--- START OF Data to use ---
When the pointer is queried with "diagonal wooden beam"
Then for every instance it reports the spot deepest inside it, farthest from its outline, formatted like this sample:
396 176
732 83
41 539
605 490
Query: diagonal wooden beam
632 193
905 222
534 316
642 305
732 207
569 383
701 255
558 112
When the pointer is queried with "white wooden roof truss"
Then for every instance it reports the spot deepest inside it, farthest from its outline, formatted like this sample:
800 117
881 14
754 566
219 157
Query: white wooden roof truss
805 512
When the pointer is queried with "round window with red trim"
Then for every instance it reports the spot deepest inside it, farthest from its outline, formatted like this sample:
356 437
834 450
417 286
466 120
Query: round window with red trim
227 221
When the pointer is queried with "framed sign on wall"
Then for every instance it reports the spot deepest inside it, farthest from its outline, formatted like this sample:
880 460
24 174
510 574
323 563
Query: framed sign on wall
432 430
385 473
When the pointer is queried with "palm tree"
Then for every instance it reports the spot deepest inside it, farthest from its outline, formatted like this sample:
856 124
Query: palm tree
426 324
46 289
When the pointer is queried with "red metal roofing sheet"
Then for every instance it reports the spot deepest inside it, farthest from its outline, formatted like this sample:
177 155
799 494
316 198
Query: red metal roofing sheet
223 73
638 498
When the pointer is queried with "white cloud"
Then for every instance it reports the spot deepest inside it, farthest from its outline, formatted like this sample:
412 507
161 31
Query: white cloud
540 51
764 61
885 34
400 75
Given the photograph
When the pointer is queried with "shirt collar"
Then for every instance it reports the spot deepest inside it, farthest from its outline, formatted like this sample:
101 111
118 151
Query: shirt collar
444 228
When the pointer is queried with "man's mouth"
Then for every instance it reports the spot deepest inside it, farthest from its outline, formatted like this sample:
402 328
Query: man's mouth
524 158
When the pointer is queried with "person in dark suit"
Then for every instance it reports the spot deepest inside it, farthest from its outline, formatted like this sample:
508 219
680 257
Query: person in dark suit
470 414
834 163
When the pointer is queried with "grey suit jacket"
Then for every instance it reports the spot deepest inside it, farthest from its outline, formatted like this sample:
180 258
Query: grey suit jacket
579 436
--- END OF Data to use ---
[Problem description] Repeat the material from above exactly, word for word.

[Complete answer]
When the pointer is queried with "diagonal wooden beam"
Then for every instance it reports the spot deepest inside it, farthest from its outline, formatted like this sample:
396 176
732 83
41 539
605 490
Query: diagonal wooden beam
632 193
905 222
534 316
642 305
732 207
569 383
701 255
558 112
When the pointer is queried with "white wooden roof truss"
Then for every instance it reports the spot deepest inside it, farthest from its outline, formatted like this sample:
800 117
881 14
754 566
219 157
Query: white wooden roof truss
805 512
When the pointer is queried with "round window with red trim"
Then for every instance it reports the spot deepest inside it, farthest from its outline, formatted like this sample:
356 437
834 450
417 286
466 120
Query: round window with red trim
227 221
When the pointer is queried with "framed sign on wall"
Then for every instance it reports the spot deepest inside it, farthest from its outline, formatted like this sample:
880 460
24 174
510 574
323 563
Query: framed sign on wall
432 430
385 473
When the pointer is queried with "palm tree"
Then for every instance it reports the spot deepest inside it, farthest from its outline, formatted like this sample:
856 124
Query: palm tree
426 324
46 289
When the pointer is queried with "red metal roofing sheet"
Then for every instance it reports the spot deepest inside it, farthest from its outline, formatted like this sample:
177 155
799 494
316 198
Query: red metal roofing sheet
223 73
638 498
When the pointer is queried with "white cloud"
Then for every instance it reports the spot deepest inside it, farthest from its outline, formatted like this sample:
412 507
161 31
Query: white cloud
540 51
764 61
885 34
400 75
Given the photograph
When the pointer is queried with "shirt collar"
Then for every instance it reports the spot deepest inside it, farthest from its outline, formatted like this sample:
101 111
118 151
Query: shirt collar
444 228
When the pointer is queried with "man's mouth"
Then for every instance it reports the spot deepest inside it, farthest from its outline, formatted like this sample:
402 328
Query: man's mouth
524 158
When the pointer is queried with "person in dark suit"
Then for every instance it reports the spot deepest inside it, farthest from its outline, formatted like this sample:
508 219
680 257
Query: person in dark suit
470 414
834 163
When the pointer is queried with "grey suit jacket"
Then for every instance it reports the spot deepest inside it, farthest from its outline, formatted like this sample:
180 258
Query: grey suit jacket
579 436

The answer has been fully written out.